Short problem: Write out, word for word, everything in the material from the line containing "Cam-trap alert: motion was detected. Identify brown" down to the line containing "400, 132, 419, 162", including both of those lines.

[Image box annotation records]
(begin)
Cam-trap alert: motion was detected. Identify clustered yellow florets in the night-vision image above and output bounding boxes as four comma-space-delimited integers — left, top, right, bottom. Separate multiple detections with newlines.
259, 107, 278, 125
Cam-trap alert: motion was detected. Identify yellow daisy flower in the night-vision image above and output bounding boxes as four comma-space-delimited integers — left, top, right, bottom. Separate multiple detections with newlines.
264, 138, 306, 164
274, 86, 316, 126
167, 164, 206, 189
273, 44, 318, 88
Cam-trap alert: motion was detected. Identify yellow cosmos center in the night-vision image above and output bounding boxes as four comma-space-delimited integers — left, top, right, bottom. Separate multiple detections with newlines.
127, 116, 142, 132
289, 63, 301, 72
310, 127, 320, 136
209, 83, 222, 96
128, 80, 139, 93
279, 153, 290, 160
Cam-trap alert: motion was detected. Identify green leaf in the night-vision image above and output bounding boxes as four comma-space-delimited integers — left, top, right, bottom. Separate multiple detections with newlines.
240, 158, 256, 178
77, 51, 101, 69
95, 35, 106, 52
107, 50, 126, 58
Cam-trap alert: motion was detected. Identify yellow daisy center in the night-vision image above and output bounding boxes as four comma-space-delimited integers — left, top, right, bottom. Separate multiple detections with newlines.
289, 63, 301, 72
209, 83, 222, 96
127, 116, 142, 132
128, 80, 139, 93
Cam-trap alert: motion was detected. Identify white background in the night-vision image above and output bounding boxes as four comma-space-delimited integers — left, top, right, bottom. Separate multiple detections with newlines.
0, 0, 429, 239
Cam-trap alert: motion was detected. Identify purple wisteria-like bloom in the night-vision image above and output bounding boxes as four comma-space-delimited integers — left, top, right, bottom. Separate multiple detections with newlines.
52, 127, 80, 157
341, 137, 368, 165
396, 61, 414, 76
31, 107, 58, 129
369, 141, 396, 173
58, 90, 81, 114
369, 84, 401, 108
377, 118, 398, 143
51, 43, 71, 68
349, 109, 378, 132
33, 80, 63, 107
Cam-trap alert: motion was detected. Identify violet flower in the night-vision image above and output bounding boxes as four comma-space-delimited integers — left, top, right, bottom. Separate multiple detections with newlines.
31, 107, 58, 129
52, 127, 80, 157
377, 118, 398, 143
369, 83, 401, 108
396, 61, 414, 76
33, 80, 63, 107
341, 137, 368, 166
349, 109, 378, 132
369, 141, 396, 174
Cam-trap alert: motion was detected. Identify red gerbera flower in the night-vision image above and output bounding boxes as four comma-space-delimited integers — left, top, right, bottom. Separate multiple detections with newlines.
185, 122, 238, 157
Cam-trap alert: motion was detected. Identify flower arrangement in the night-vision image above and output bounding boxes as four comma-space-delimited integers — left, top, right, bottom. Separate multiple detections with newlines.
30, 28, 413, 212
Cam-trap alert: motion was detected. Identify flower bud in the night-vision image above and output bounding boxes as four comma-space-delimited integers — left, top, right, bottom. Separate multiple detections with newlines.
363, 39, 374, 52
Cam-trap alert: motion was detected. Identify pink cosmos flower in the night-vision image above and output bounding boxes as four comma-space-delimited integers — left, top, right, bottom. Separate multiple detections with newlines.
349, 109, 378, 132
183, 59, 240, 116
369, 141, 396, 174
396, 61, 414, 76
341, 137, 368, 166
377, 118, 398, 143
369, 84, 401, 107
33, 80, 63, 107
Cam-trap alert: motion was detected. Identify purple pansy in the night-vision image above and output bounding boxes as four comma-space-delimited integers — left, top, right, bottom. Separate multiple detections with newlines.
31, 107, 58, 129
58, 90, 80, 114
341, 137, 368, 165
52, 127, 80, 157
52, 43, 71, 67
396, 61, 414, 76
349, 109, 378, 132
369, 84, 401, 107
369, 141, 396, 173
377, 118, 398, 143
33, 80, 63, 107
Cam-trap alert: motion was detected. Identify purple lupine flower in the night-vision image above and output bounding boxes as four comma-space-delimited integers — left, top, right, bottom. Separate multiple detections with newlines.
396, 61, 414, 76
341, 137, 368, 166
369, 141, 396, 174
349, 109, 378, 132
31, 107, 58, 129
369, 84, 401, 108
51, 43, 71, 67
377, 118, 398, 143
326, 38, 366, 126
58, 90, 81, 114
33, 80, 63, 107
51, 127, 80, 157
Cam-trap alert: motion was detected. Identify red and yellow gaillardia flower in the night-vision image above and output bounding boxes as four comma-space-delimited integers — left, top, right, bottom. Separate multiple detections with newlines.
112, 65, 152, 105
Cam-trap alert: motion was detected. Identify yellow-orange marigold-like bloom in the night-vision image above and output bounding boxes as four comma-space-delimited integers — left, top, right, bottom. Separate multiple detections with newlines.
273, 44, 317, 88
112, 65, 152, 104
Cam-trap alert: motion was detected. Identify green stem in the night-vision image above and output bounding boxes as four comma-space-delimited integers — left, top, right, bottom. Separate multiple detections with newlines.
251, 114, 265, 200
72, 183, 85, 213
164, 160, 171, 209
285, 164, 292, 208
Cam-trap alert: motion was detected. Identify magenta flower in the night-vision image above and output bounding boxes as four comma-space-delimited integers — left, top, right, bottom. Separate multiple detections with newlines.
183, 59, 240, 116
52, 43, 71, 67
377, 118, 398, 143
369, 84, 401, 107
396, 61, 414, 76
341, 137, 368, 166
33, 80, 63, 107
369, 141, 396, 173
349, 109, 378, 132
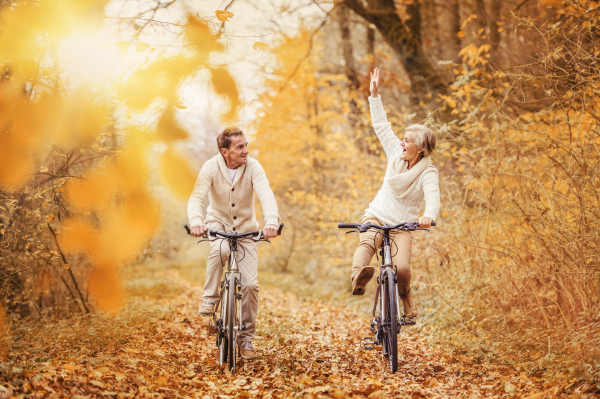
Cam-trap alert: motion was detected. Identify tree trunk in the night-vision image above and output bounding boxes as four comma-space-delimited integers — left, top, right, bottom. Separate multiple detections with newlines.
406, 0, 423, 43
490, 0, 502, 55
338, 4, 360, 89
343, 0, 447, 98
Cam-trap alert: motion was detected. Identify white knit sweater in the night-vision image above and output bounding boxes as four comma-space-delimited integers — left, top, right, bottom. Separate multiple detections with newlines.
188, 154, 279, 233
365, 96, 440, 225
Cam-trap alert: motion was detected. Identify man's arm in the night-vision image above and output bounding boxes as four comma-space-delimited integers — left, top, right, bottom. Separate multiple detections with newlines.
252, 162, 280, 239
188, 162, 213, 237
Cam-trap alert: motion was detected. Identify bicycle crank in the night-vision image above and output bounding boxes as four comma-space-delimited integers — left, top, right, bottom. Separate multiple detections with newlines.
360, 337, 375, 351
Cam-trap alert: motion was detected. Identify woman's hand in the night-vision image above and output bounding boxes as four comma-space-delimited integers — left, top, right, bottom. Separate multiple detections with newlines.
190, 224, 207, 237
263, 224, 279, 240
369, 68, 379, 98
419, 216, 433, 229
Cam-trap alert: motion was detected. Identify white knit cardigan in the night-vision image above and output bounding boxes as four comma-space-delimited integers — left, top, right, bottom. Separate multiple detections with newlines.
188, 154, 280, 233
365, 96, 440, 225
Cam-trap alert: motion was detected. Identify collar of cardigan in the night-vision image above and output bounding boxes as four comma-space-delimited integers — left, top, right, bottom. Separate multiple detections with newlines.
217, 154, 250, 186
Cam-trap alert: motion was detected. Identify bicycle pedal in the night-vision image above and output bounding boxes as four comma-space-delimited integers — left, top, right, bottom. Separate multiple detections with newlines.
360, 337, 375, 351
206, 321, 217, 335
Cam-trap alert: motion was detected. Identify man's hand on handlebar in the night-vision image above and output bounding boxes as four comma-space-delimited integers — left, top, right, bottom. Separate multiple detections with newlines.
263, 224, 279, 240
419, 216, 433, 229
190, 224, 207, 237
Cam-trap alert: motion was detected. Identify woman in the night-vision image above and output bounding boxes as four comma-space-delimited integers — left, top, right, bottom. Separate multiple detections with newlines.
352, 68, 440, 319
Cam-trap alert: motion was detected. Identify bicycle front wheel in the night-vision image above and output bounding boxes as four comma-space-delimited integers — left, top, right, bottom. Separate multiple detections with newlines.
384, 268, 398, 373
227, 274, 238, 373
217, 289, 229, 366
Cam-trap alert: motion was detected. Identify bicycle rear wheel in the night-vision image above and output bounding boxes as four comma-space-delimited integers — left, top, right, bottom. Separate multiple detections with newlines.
384, 268, 398, 373
227, 274, 238, 373
217, 289, 229, 366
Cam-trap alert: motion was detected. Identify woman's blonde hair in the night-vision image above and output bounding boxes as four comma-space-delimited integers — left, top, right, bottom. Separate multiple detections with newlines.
404, 124, 437, 157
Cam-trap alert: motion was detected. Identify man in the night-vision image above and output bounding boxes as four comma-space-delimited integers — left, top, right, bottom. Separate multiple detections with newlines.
188, 127, 279, 359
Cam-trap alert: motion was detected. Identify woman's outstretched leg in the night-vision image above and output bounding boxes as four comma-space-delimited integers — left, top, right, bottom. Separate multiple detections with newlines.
351, 217, 381, 295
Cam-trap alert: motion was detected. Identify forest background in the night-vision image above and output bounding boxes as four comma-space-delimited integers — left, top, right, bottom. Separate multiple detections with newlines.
0, 0, 600, 388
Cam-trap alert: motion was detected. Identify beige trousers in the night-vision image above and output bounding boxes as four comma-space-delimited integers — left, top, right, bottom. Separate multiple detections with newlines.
202, 223, 258, 341
352, 216, 413, 302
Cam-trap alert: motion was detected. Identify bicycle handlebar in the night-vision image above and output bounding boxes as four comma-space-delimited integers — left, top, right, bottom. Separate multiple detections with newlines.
338, 220, 436, 233
183, 223, 283, 241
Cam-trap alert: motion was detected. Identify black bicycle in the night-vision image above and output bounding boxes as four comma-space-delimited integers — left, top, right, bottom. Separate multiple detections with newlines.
183, 223, 283, 373
338, 222, 435, 373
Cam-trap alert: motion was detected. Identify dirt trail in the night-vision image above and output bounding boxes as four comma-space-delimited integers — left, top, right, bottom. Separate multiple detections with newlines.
0, 273, 582, 399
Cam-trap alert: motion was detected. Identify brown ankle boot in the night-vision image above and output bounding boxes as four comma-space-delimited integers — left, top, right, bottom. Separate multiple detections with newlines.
352, 266, 375, 295
400, 292, 417, 319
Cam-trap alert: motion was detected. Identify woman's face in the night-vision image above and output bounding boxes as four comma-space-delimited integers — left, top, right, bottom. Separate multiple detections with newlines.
400, 132, 419, 162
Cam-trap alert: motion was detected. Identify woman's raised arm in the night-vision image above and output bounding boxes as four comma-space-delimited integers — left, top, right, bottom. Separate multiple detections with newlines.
369, 68, 402, 159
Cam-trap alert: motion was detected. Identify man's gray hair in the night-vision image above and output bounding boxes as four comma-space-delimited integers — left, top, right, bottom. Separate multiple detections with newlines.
405, 124, 437, 157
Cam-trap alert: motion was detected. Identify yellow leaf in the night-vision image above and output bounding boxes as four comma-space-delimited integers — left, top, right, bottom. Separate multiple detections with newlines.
160, 148, 196, 198
211, 68, 240, 119
156, 375, 167, 385
156, 108, 189, 142
117, 42, 129, 54
135, 42, 150, 53
88, 266, 123, 312
215, 10, 233, 22
252, 42, 269, 51
68, 167, 117, 210
62, 364, 80, 372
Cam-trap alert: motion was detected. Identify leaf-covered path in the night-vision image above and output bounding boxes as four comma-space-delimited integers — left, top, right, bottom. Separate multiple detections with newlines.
0, 272, 582, 399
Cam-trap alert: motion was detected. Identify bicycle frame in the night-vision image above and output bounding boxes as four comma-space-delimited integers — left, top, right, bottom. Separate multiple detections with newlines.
373, 230, 402, 325
372, 230, 402, 344
214, 240, 244, 339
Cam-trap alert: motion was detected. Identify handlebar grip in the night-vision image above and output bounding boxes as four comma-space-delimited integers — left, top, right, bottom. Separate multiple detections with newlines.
338, 223, 356, 229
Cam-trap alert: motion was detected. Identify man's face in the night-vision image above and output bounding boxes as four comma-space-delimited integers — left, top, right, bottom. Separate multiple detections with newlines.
221, 134, 249, 166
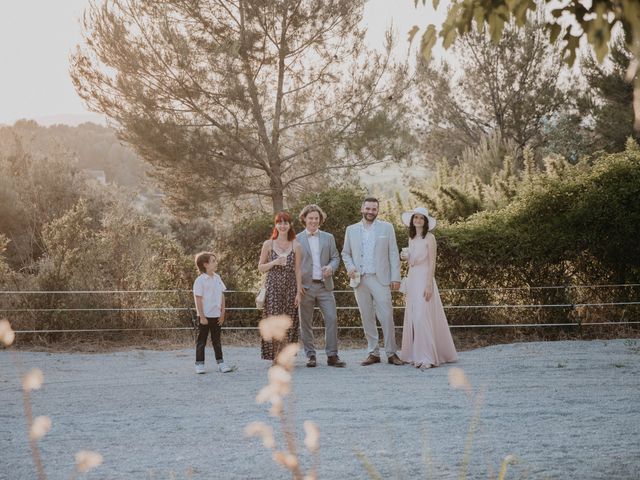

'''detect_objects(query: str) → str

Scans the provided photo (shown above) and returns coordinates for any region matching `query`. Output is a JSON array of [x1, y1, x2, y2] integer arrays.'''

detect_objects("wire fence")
[[0, 284, 640, 334]]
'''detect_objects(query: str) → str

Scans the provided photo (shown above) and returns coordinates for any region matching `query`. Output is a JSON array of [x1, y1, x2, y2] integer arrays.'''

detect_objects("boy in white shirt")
[[193, 252, 232, 373]]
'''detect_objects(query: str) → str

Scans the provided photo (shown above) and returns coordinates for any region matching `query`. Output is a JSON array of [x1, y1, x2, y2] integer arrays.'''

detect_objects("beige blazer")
(end)
The reply:
Cam-trap alert: motion was detected. Identify brown ankle boot in the night-vision image above and output bounding boxes as four comma-space-delimited integers — left, top, right, bottom. Separate multiple detections with newlines.
352, 266, 375, 295
400, 292, 417, 319
Cam-trap alert: motion was detected. Identify woman's face in the night-vision image above and output bounding boxes as four comma-space-delimited integers — left, top, right, bottom. Separate multiple detections with newlines.
400, 132, 419, 162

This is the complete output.